**Text section**
==========
Our study objectives were to investigate both the nutrient limitation status of these ponds using nutrient diffusing substrate experiments and to examine how pond biofilm communities were affected by nutrient amendments using targeted high-throughput gene amplicon sequencing.

Aquatic ecosystems are often limited by nitrogen and/or phosphorus. Our results from nutrient-diffusing substrate experiments suggest that phosphorus may limit pond photoautotrophs. However, despite low water column nutrient concentrations, biofilm biomass was not enhanced by the addition of nitrogen and phosphorus; instead, we observed a ~60% biomass reduction with nitrate addition. We observed widespread reduction in biomass in 15 ponds (Copper River Delta, Alaska) across two years, even when log-lower concentrations of nitrate were added. Biofilm nutrient responses? also translated into differences among microbial communities. Control communities were characterized by anaerobic heterotrophs and purple nonsulfur bacteria, which are phototrophs that use either organic carbon or H2 as electron sources. In contrast, nitrate-amended communities were characterized by aerobic heterotrophs and facultatively aerobic heterotrophs, which are capable of fermentation or of using both oxygen and nitrate as electron acceptors (i.e., denitrifiers). These community patterns suggest that nitrate can drastically affect microbial interactions during biofilm formation by altering redox conditions. The reduced biomass observed on nitrate-amended substrates could be due to a nitrate toxicity effect or potential antimicrobial compound release by denitrifiers, both of which could shape biofilm formation and community assembly. Our experiment may be indicative of what happens in low-nitrate, aquatic environments after novel exposure to anthropogenic nitrate inputs, which could result in temporary or long-term shifts in microbial communities and ecosystem function depending on resiliency. Therefore, these results have important implications for ecosystem restoration and successional processes.
==========
**Entries provided**
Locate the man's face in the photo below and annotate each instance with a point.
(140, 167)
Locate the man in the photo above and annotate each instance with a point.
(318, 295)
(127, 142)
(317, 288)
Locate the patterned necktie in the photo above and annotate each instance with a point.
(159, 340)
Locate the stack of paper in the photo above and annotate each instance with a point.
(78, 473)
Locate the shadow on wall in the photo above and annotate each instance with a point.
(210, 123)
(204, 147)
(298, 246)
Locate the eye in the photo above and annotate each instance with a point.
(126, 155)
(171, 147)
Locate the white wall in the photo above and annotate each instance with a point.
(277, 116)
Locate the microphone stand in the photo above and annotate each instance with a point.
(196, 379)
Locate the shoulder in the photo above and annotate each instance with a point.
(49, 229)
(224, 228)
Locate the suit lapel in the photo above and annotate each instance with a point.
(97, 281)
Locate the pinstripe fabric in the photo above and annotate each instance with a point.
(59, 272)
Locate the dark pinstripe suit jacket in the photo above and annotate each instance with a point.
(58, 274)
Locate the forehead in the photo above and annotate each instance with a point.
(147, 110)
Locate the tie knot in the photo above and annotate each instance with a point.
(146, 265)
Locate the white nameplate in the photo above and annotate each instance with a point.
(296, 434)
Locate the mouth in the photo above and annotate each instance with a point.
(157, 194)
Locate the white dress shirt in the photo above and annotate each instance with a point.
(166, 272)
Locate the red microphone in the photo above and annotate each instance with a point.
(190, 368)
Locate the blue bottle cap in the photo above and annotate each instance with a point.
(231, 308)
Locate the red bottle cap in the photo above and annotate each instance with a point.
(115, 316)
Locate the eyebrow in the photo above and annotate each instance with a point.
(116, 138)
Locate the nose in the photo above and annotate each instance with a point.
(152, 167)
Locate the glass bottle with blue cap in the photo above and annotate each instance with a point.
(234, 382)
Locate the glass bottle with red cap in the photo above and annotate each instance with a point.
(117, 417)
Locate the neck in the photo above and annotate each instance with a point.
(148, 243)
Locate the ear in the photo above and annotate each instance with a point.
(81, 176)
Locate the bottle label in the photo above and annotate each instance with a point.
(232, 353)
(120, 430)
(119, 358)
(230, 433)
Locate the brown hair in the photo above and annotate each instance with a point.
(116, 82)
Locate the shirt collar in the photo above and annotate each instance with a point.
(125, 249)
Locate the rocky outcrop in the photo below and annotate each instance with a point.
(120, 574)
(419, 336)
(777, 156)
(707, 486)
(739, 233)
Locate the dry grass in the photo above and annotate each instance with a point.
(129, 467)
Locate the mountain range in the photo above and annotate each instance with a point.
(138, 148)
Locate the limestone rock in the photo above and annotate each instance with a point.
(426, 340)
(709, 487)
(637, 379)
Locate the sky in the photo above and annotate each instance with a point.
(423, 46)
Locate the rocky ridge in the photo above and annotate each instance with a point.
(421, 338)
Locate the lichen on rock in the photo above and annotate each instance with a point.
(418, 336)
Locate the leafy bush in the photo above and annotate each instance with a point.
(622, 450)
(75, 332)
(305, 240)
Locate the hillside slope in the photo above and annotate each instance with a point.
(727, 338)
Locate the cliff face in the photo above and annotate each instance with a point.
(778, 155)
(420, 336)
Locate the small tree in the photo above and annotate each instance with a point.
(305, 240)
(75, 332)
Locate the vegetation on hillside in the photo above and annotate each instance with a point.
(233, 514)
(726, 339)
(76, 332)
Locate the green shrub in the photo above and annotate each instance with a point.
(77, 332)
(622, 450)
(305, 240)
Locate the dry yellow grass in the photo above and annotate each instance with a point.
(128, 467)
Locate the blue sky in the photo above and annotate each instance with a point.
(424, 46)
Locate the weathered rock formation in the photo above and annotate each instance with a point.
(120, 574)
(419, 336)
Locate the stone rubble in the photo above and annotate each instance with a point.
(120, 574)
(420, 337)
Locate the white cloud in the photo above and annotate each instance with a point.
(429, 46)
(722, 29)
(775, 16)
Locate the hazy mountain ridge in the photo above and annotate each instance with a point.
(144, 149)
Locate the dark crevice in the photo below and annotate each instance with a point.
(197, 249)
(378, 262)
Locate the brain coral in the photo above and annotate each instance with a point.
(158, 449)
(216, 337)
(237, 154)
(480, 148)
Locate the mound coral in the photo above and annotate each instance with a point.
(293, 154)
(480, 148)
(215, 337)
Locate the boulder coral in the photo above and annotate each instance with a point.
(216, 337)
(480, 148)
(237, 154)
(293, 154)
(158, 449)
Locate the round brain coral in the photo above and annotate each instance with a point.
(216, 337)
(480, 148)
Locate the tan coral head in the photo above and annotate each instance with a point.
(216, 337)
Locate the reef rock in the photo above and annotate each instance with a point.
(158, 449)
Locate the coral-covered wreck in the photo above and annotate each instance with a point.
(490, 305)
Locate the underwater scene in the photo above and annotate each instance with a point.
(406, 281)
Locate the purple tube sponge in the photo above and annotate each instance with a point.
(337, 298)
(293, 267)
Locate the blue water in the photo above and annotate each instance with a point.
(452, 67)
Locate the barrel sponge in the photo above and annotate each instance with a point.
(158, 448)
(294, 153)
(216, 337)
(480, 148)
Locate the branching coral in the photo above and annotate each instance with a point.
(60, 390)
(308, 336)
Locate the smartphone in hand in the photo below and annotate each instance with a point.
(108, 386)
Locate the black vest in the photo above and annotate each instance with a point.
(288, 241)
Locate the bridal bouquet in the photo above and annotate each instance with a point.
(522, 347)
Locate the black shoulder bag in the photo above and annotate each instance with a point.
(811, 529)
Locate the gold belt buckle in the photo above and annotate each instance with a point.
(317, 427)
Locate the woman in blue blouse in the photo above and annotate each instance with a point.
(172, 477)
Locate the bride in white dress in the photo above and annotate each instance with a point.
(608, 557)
==========
**Using the information**
a - Please copy the passage from the pond biofilm text word for word, starting at "Our study objectives" and ending at "gene amplicon sequencing.".
b - According to the pond biofilm text, by roughly what percentage did biofilm biomass drop when nitrate was added?

**Results for the exercise**
a -
Our study objectives were to investigate both the nutrient limitation status of these ponds using nutrient diffusing substrate experiments and to examine how pond biofilm communities were affected by nutrient amendments using targeted high-throughput gene amplicon sequencing.

b - About 60%.